[Begin GIVEN INFORMATION]
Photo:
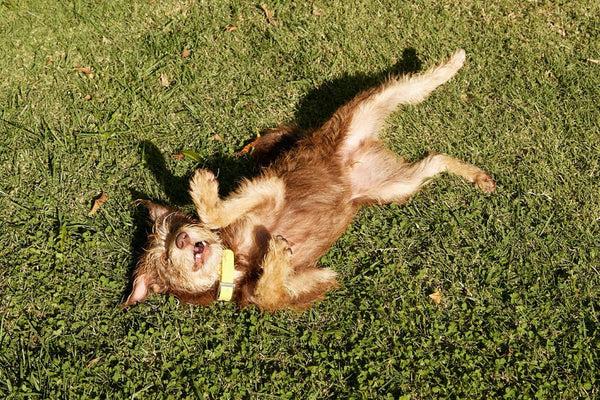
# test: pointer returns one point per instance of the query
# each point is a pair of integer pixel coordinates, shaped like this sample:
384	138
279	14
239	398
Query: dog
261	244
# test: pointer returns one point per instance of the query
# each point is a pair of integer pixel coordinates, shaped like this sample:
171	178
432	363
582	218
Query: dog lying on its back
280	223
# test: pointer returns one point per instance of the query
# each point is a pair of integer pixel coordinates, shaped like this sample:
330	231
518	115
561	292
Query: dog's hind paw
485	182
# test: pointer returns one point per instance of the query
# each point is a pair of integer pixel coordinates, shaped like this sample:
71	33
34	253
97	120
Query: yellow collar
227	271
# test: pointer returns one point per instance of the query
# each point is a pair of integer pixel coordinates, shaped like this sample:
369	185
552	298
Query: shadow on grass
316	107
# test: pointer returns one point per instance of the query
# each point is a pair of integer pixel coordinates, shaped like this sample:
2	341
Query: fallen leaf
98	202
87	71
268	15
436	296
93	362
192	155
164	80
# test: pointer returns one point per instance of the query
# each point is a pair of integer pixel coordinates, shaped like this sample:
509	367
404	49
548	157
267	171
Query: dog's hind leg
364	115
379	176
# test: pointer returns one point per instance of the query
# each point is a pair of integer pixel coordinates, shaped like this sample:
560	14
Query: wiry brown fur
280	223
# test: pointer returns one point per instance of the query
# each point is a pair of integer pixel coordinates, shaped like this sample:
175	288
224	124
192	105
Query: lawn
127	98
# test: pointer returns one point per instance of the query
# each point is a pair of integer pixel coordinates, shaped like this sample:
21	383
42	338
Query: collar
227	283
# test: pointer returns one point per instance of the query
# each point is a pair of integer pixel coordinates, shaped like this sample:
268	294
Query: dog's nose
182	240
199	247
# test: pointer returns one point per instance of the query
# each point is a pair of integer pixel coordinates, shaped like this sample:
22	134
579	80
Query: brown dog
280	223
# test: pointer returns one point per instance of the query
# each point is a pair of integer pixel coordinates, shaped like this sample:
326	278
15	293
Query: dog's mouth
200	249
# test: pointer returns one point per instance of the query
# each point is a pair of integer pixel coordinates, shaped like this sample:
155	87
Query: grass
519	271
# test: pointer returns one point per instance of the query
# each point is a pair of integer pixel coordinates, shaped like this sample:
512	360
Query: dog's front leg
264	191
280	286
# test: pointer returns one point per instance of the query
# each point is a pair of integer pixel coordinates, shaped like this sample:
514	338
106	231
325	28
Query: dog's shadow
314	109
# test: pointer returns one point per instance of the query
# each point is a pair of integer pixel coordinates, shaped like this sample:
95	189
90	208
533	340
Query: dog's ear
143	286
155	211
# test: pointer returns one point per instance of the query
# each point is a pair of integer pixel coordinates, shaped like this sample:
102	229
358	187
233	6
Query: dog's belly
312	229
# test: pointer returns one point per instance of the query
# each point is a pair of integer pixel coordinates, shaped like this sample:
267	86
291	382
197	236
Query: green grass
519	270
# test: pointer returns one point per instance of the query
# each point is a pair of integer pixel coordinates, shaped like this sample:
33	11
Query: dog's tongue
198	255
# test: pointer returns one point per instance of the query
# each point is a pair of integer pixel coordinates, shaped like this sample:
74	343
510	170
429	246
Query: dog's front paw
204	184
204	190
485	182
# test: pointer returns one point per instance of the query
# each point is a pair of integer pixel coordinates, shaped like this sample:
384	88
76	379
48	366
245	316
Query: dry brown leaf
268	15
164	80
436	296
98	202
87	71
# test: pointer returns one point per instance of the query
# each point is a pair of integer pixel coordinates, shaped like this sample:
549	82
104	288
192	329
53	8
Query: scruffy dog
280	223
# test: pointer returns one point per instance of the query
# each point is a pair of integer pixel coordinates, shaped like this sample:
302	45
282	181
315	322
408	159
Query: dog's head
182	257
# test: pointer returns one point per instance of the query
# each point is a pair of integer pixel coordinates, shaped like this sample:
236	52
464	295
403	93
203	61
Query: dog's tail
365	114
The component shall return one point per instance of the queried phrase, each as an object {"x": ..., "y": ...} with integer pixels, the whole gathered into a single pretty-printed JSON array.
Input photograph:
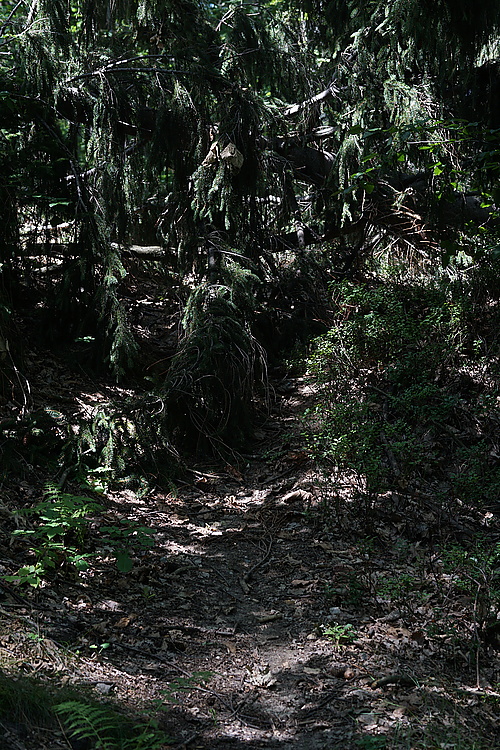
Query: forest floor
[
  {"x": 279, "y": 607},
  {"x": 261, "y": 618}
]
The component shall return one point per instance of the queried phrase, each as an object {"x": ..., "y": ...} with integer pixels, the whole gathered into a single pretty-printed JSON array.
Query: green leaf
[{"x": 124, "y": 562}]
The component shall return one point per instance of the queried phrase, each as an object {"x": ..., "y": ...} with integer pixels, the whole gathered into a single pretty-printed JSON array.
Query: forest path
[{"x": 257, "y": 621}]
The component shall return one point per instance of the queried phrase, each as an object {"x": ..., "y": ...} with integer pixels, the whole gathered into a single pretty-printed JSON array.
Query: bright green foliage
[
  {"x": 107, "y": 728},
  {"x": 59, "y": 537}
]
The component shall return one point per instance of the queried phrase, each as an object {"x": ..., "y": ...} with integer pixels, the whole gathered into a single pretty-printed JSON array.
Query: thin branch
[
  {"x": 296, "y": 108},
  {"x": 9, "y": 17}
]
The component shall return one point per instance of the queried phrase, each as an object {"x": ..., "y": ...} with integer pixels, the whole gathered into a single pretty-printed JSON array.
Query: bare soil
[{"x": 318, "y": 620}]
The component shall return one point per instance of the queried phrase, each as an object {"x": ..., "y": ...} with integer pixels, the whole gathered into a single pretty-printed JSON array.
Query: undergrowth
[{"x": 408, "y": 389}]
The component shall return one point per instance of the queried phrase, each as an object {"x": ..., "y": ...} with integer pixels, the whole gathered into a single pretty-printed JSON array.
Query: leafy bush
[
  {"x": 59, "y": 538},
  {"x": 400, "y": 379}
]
[End GIVEN INFORMATION]
[Begin GIVEN INFORMATION]
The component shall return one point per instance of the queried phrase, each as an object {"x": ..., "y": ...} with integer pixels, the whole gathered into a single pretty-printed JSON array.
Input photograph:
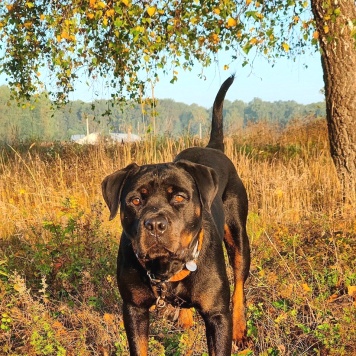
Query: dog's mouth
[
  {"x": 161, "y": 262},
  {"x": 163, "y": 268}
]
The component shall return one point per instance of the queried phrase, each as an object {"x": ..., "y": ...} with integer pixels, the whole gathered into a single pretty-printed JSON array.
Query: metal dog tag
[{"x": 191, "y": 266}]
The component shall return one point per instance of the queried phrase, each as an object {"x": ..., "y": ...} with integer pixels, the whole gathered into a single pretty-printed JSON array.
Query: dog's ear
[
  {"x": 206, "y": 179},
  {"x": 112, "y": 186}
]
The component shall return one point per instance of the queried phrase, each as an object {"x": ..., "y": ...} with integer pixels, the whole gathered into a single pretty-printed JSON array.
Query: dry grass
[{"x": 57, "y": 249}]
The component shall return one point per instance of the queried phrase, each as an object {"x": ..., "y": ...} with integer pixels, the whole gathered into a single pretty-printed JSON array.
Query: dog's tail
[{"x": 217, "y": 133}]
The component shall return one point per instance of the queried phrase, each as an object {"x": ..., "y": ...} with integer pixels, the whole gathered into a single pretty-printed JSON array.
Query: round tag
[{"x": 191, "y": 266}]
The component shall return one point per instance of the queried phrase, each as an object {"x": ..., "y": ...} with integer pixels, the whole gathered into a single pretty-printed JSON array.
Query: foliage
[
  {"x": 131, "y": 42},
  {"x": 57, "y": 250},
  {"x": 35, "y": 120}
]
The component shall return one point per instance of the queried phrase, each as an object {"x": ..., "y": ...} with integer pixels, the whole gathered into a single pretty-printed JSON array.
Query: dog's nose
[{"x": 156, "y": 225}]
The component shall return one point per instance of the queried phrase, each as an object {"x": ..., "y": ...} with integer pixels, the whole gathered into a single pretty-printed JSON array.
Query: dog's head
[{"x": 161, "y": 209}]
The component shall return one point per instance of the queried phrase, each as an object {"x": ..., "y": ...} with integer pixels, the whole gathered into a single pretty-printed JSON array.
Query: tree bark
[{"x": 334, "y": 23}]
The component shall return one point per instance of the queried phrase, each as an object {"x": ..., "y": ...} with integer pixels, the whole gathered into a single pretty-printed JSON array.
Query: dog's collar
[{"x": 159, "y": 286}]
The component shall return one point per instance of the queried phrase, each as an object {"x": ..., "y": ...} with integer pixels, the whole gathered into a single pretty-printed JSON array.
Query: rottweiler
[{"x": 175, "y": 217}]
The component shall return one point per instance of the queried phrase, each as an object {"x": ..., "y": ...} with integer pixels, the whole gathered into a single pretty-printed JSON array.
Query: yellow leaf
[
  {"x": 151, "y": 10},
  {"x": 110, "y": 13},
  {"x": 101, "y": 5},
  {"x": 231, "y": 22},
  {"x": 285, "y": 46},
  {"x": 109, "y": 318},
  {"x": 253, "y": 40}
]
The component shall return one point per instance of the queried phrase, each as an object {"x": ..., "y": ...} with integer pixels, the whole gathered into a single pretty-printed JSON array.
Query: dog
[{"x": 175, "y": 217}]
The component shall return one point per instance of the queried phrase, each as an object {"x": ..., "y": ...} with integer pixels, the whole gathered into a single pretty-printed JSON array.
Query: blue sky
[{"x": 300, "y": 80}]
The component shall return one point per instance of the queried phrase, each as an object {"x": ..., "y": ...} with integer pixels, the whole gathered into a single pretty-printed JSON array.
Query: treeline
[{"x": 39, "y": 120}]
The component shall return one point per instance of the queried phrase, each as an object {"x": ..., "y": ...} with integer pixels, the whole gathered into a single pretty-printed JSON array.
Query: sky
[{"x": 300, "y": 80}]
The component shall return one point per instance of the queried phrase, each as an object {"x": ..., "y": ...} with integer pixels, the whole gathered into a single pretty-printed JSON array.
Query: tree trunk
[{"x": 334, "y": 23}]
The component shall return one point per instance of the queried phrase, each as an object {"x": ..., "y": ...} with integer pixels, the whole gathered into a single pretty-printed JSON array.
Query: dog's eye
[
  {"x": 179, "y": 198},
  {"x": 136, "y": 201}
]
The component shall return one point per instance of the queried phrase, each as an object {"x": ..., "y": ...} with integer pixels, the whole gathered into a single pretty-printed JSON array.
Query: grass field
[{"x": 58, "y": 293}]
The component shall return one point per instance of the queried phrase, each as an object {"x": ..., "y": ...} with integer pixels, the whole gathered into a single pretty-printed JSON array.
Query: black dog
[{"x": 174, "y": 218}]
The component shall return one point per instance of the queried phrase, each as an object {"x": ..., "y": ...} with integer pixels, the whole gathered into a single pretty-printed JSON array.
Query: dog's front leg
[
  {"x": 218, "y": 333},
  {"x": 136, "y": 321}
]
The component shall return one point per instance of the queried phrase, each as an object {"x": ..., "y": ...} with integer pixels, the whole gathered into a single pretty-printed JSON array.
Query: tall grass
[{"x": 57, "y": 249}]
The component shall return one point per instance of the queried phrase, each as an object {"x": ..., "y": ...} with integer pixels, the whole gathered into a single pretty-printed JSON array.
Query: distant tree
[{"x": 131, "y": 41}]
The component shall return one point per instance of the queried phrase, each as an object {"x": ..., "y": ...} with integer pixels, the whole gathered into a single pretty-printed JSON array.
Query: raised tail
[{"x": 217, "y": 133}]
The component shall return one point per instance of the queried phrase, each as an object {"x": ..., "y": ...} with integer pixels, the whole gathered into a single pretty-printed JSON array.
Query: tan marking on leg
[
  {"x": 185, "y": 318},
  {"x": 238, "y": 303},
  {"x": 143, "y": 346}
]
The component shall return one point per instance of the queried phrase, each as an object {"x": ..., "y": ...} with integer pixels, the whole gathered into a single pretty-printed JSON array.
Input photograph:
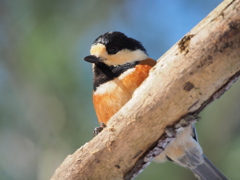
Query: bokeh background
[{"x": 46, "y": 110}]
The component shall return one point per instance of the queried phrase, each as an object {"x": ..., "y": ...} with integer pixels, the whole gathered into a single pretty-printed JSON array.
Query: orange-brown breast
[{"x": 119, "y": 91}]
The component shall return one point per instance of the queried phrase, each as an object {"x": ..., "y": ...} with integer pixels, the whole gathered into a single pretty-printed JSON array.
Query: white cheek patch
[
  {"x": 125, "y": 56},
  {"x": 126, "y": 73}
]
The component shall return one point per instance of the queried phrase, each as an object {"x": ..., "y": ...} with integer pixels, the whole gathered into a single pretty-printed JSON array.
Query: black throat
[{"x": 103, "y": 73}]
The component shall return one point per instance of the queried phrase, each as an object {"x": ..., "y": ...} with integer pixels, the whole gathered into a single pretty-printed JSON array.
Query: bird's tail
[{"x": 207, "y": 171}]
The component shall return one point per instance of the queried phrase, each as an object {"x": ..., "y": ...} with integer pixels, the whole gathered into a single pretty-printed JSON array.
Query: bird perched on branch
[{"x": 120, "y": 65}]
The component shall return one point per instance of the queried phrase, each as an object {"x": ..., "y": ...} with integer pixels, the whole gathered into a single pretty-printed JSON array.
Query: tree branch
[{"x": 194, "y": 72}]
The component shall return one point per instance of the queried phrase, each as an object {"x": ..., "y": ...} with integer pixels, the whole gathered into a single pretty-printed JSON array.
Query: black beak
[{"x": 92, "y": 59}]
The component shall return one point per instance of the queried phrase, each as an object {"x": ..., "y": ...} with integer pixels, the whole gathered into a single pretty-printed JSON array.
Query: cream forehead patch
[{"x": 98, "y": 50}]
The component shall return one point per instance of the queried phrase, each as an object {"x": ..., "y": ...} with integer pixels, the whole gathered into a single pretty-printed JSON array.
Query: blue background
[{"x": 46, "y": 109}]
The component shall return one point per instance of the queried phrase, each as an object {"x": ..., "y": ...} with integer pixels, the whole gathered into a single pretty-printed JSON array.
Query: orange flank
[End GIVEN INFORMATION]
[Begin GIVEN INFORMATION]
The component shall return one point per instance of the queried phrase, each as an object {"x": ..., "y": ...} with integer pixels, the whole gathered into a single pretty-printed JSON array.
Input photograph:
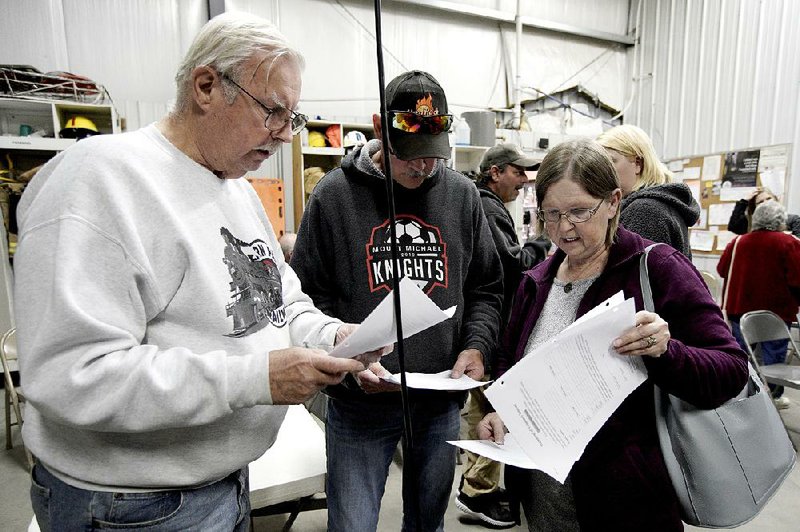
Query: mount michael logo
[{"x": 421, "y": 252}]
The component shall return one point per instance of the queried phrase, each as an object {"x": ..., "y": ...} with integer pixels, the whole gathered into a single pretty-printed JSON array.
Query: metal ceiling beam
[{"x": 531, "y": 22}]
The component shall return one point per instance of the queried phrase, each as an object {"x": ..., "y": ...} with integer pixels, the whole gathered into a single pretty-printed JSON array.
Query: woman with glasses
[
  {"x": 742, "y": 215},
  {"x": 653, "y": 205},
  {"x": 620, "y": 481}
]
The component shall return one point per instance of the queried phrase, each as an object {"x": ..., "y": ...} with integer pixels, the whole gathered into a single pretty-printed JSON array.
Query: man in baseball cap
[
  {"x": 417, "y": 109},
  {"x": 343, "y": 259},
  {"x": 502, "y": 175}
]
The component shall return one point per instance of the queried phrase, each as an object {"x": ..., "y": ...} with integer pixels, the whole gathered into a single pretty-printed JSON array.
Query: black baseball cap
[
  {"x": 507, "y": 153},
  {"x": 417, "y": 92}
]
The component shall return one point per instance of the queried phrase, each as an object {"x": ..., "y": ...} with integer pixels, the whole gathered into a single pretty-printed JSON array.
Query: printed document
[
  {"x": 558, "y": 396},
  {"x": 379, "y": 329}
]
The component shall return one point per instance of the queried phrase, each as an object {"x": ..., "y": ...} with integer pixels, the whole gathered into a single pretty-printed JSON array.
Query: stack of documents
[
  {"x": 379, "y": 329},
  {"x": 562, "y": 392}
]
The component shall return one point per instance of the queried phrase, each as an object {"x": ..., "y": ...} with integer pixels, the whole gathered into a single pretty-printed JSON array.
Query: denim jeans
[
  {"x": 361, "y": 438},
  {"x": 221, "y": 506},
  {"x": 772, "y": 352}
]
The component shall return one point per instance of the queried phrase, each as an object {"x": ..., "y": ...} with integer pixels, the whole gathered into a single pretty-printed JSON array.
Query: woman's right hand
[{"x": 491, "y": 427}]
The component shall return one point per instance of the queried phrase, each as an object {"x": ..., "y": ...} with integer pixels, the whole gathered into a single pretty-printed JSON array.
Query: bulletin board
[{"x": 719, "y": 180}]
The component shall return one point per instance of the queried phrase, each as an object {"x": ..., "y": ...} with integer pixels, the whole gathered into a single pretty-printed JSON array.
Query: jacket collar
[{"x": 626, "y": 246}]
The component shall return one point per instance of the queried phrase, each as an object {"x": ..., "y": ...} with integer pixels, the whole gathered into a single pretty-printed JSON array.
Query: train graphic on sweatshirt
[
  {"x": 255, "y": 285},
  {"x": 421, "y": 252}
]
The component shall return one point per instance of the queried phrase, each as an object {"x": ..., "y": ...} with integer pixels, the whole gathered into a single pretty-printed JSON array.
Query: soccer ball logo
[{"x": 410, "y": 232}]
[End GIVEN INFORMATION]
WHAT YOU NEED TO DO => Count the lines in the items above that contain the string "shadow", treating uppercase and lowercase letters as different. Reply with the number alone.

SOLUTION => 2